> [Task prompt] The full set of lines below has to be duplicated exactly, with no picture kept.

> [Image-grounded pointing data]
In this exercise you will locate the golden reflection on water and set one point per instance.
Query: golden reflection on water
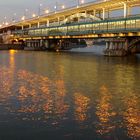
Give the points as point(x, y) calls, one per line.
point(105, 112)
point(38, 94)
point(132, 117)
point(81, 106)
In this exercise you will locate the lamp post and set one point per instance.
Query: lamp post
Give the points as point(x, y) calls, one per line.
point(39, 10)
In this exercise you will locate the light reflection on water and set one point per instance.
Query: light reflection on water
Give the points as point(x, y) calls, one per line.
point(73, 96)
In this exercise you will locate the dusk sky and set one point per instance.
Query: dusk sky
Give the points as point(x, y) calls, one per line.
point(9, 7)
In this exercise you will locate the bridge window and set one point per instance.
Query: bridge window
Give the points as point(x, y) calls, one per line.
point(73, 28)
point(82, 27)
point(31, 32)
point(45, 31)
point(130, 24)
point(103, 26)
point(89, 27)
point(38, 32)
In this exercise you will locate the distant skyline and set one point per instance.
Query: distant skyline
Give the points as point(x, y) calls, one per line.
point(10, 9)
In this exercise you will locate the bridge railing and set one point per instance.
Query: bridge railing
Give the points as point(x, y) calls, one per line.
point(99, 27)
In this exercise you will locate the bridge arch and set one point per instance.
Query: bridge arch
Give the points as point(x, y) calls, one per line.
point(81, 15)
point(133, 42)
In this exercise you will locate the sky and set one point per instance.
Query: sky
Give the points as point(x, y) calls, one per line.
point(15, 9)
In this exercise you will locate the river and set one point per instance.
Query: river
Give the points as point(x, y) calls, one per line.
point(69, 96)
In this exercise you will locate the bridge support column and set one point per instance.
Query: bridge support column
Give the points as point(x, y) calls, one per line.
point(125, 10)
point(116, 47)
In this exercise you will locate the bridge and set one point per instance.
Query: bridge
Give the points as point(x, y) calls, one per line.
point(63, 28)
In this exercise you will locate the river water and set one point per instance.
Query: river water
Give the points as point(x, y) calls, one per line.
point(69, 96)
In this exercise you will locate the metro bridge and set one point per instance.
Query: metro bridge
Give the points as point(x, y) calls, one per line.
point(92, 20)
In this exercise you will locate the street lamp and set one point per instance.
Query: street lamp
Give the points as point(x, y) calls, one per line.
point(63, 7)
point(46, 11)
point(39, 10)
point(14, 17)
point(33, 15)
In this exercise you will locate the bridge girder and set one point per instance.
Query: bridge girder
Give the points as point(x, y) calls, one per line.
point(79, 15)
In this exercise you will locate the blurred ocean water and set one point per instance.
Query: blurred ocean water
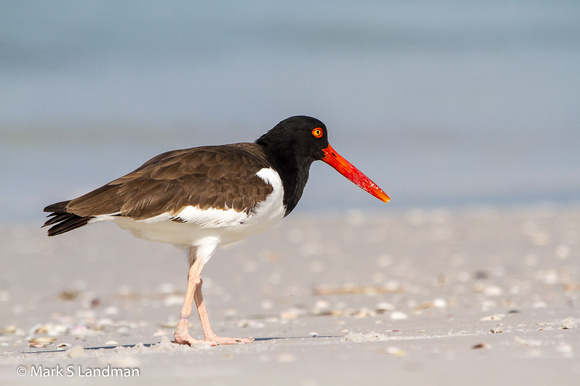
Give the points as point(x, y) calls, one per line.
point(441, 103)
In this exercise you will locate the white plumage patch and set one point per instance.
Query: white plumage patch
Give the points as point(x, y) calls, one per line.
point(211, 227)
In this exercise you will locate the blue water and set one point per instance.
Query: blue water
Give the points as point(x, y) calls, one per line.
point(441, 103)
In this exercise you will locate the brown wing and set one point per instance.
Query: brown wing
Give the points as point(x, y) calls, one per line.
point(221, 177)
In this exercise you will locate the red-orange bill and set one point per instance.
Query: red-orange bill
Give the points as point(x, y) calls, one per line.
point(345, 168)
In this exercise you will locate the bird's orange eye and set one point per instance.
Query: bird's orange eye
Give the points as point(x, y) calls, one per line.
point(317, 132)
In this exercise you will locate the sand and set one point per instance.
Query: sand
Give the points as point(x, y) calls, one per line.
point(483, 296)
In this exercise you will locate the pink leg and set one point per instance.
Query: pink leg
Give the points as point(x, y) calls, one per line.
point(193, 293)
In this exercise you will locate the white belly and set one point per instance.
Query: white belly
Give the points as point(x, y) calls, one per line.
point(213, 225)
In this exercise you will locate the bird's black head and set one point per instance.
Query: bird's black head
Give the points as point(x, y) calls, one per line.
point(291, 147)
point(300, 138)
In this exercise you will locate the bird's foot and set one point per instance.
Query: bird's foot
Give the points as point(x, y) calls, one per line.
point(219, 340)
point(213, 341)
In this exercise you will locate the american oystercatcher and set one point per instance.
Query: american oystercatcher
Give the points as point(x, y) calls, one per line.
point(207, 196)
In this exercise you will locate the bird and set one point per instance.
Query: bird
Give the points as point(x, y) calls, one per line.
point(203, 197)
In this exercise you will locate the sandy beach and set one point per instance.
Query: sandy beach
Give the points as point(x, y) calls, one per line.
point(436, 297)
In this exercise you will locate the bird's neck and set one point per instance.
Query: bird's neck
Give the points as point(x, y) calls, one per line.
point(292, 168)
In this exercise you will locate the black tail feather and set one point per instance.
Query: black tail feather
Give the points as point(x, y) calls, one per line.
point(61, 220)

> [Expected output]
In this exercise you will locate the golden reflection on water and set one point per instance.
Query: golden reflection on water
Give the points as point(x, y) calls, one per line.
point(105, 112)
point(38, 94)
point(132, 117)
point(81, 106)
In this exercise you will locate the lamp post and set one point per instance.
Query: lamp post
Give the points as point(x, y) calls, one per line.
point(39, 10)
In this exercise you will locate the light reflection on water and set one point per instance.
Query: light reflection on water
Give the points as point(x, y) calls, one per line.
point(73, 96)
In this exercise you will locate the dusk sky and set one point per instance.
Query: dusk sky
Give the points as point(x, y) calls, one per line.
point(9, 7)
In this exercise you will locate the bridge window and set one point per instance.
Query: bridge window
Give the points as point(x, y) calls, one per line.
point(73, 28)
point(82, 27)
point(31, 32)
point(45, 31)
point(130, 24)
point(103, 26)
point(89, 27)
point(38, 32)
In this exercise you will locate the distant skyline and set one point per instance.
Query: distant skyline
Give the points as point(x, y) calls, one per line.
point(10, 9)
In this exercise you will locate the bridge railing and set one point per instance.
Query: bridge railing
Give the points as point(x, y) calls, one per line.
point(99, 27)
In this exercise you will locate the bridge arch and set one point per instance.
Query: bridge arch
Give the points as point(x, y) calls, one per line.
point(81, 15)
point(133, 42)
In this exercise you will locate the sky and set one point per instance.
Query: sky
Give the points as point(x, y) calls, one per line.
point(15, 9)
In this exercise you will locate the river and set one point per instance.
Query: river
Give the points as point(x, y) calls, one per line.
point(69, 96)
In this exercise you will locate the bridge support column and set one point per instance.
Query: bridge support column
Give the points as point(x, y) calls, one per line.
point(125, 10)
point(116, 47)
In this exercise you will locate the bridge and set one point per instance.
Query: bridge
Give the points as point(x, y) calls, one per line.
point(63, 28)
In this exercise you will locate the river water and set one point per instance.
Query: river water
Give the points as point(x, y) calls, one per line.
point(69, 96)
In this exercise you will locate the metro bridge and set one point per instance.
Query: metro bridge
Give the points as point(x, y) calls, one per line.
point(92, 20)
In this exercise you will locate the street lamp and set one point per instance.
Query: street lamp
Give the points as point(x, y) calls, one per line.
point(63, 7)
point(46, 11)
point(39, 10)
point(14, 17)
point(33, 15)
In this exercise you will locate the bridge girder and set one point per instance.
Query: bridge girder
Give the points as point(x, y) calls, one per line.
point(79, 15)
In this exercise you will locate the blurred ocean water and set one point per instance.
Query: blurred ocean water
Give the points as point(x, y) calls, one per line.
point(441, 103)
In this exercise you will locate the white plumage patch and set one point per instance.
Query: white plumage patch
Give the points as point(x, y) calls, one per line.
point(211, 227)
In this exercise you will locate the blue water and set one point per instance.
Query: blue water
Give the points as point(x, y) calls, one per line.
point(441, 103)
In this exercise you will locate the brown wing and set one point per instance.
Query: brown wing
Give the points as point(x, y) calls, one per line.
point(221, 177)
In this exercise you will locate the red-orange bill and set one point per instance.
Query: red-orange bill
Give the points as point(x, y) calls, one per line.
point(345, 168)
In this exercise you will locate the bird's orange eye and set one point per instance.
Query: bird's orange eye
Give the points as point(x, y) calls, one per line.
point(317, 132)
In this exercise you will locate the sand and set one point per instance.
Query: sand
Give the points as point(x, y) calls, one per line.
point(483, 296)
In this exercise you will locate the pink leg and set one point per instance.
Query: pink leg
Give the points as point(x, y) calls, one per line.
point(193, 293)
In this exercise you will locate the white belly and set one point per instance.
Query: white belly
Give the points as point(x, y) calls, one per line.
point(213, 225)
In this exercise you will locate the bird's black head and set one point per instance.
Query: bird's black head
Give the points as point(x, y) calls, one per line.
point(291, 147)
point(300, 138)
In this exercise you will locate the bird's foot and set one point per instance.
Query: bird's foot
Give the points as point(x, y) calls, one per line.
point(219, 340)
point(213, 341)
In this exercise you will locate the american oystercatcher and set one point per instance.
Query: american oystercatcher
Give the points as point(x, y) calls, one per line.
point(207, 196)
In this exercise you will locate the bird and set one point per instance.
Query: bird
Give the points as point(x, y) calls, one per line.
point(203, 197)
In this exercise you will locate the sandy beach and set one point per instance.
Query: sandy beach
Give the points as point(x, y) calls, one per line.
point(436, 297)
In this exercise you will locate the bird's neck and set one point per instance.
Query: bird's neck
Give the points as point(x, y) calls, one per line.
point(292, 168)
In this exercise you will locate the black tail feather and set one point per instance.
Query: black tail feather
Give the points as point(x, y) calls, one per line.
point(61, 220)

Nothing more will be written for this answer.